The several ideas included:
-toys (puzzle; felt pieces; games).
Our initial ideas included certain considerations we had to take on, as we created the process and bounced ideas off of each other.
We had to remember and consider the age of the children for which the book would be made, as well as what kind of information we could actually pass on to them without causing any distress and upset to them.
Another point was to ensure that Ray is comfortable with what were are doing and saying in regards to his story, so we had to check if what we say is what Ray agreed to disclose.
It was hard to come closer to what we wanted, because we had to ensure that Ray had privacy and the right to stop us from writing about his story.
Off we went, to venture for some more ideas and to finally limit them to just one in order for it to be more detailed and effective.
Due to limited time schedule before a planned Berlin residential trip with the university, that I have signed up to and S.didn’t, we had to come around and divided roles between each other.
A week before my flight to Berlin, S. and I met in the studio to discuss some work we did. We both have written poem about Parkinson’s Disease and Ray, but because my was more broad in the area of PD and S.’s poem was focused on Ray, we chose to use both. S.’s poem was used as the story line of the whole book, while my poem was placed at the end of the book as an extra.
(I will add both poems when I will get around to writing them up on the laptop. 😛 )
Our book was limited by the number of pages, as we didn’t want to make it too short or too long, since the children that it was created for are of Year 6.
The next point we have discussed was how to lay out the illustrations and the text. We were looking into the separate spreading of text and image as well as the combination of it on one page.
Here are some examples of our images:
I will include spread of the actual book in two weeks after it is finalized and after it has been viewed by the kids.
Also, here is something that the Parkinson’s Equip has organised this year.
Parkinson’s EQUIP is holding its second art auction, running over the next few weeks until early December.
The auction reflects the connection between Parkinson’s and creativity and between Parkinson’s and dance in particular. The auction itself, selling pictures to raise funds to help people with Parkinson’s help themselves is underlined by the new connection Parkinson’s EQUIP has made with the Dance for Parkinson’s network. This is a group of dance teachers spread across England and Wales who undertake a specific programme of training to enable them to provide the best possible direction to people with Parkinson’s. Feedback from those who have attended both the teaching instruction at the People Dance summer school in Leicestershire and have also satisfactorily completed an online assessment, and from people with Parkinson’s who have attended groups run by teachers who have been through the program are invariably positive not only in terms of the group activity itself but lasting beyond that and helping lift spirits and improve movement to some degree.
The auction runs online. At this time (17th of October 2016) we are inviting semi professional and – artists to create and donate one or two postcard size pictures using whatever medium they choose. We have asked that the pictures reflect either dance or Parkinson’s (or of course both). The pictures will be available to be viewed on our website in early November. Then at the end of November or into early December we will run an online auction via eBay lasting a week or 10 days. Full guidance about how to get to the auction and how to proceed for those unfamiliar with eBay will be provided on the website.
We hope to receive between 30 and 50 postcard size pictures. There will be a minimum starting bid for each picture of £10 and where the artist kind enough to donate has a national reputation there may be a higher start point to help maintain the integrity of their overall body of work.

_ _ _

What you should do |
Write out the passage of the text on the Parkinson's book project, starting at "(I will add" and ending at "by the kids.". The lines that come next are taken from a source separate from the text on the Parkinson's book project.

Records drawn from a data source

_ _ _

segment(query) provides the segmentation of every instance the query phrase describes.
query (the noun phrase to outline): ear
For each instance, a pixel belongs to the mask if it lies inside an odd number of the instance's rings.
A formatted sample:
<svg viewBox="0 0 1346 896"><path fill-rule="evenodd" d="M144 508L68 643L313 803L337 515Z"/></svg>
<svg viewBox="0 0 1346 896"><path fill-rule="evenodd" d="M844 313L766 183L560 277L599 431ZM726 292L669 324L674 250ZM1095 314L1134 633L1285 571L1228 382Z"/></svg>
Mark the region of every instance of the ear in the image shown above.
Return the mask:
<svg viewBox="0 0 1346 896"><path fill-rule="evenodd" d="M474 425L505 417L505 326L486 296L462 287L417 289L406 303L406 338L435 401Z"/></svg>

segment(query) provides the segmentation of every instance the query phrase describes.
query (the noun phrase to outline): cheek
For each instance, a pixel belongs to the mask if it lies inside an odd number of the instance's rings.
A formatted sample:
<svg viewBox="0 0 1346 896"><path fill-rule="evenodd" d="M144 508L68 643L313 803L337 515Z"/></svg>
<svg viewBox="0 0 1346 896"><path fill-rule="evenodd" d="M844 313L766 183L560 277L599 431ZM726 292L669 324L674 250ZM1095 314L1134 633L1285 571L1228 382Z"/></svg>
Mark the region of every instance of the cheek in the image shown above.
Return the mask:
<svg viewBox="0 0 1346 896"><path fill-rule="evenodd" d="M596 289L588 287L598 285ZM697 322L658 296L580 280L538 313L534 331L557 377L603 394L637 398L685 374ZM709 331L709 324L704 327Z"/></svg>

_ _ _

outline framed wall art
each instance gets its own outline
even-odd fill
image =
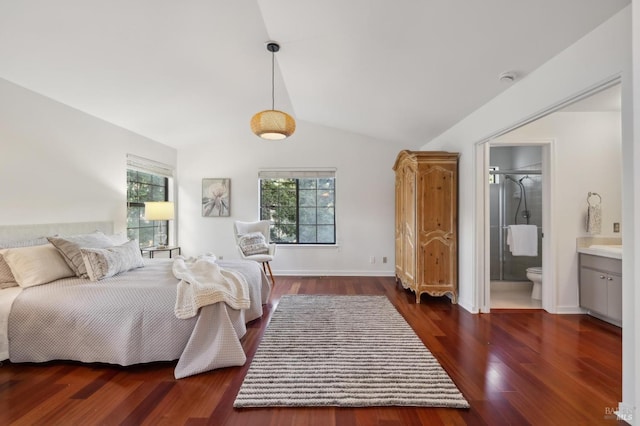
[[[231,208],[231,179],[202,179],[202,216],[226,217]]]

_ _ _

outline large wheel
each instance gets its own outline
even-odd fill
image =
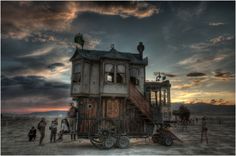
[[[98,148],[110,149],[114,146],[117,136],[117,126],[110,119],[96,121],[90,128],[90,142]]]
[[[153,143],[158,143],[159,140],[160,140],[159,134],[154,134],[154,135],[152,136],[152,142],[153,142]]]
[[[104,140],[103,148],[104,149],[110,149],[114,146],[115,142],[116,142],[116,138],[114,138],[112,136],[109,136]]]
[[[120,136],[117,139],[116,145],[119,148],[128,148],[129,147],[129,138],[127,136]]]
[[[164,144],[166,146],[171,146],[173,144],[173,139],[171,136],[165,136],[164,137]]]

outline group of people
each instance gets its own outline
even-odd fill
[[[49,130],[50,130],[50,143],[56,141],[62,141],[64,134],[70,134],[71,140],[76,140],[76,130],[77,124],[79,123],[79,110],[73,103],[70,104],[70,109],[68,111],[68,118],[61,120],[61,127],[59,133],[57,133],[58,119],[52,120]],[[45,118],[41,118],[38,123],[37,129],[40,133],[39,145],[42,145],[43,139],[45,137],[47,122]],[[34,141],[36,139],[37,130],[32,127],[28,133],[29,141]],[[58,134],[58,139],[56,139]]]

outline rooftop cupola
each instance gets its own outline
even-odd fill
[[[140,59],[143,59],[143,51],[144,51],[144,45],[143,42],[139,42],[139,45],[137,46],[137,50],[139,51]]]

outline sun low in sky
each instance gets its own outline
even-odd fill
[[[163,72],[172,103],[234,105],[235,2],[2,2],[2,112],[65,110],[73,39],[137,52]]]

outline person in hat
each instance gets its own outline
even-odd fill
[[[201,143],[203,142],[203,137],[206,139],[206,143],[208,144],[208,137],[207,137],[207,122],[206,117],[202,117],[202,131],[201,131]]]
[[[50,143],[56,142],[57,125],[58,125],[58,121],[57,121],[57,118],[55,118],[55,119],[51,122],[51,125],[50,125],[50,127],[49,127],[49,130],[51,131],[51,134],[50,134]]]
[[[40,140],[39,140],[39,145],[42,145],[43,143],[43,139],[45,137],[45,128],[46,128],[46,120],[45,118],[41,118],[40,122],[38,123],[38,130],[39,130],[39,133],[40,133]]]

_ _ _

Reply to the task |
(I will add both poems when I will get around to writing them up on the laptop. 😛 )
Our book was limited by the number of pages, as we didn’t want to make it too short or too long, since the children that it was created for are of Year 6.
The next point we have discussed was how to lay out the illustrations and the text. We were looking into the separate spreading of text and image as well as the combination of it on one page.
Here are some examples of our images:
I will include spread of the actual book in two weeks after it is finalized and after it has been viewed by the kids.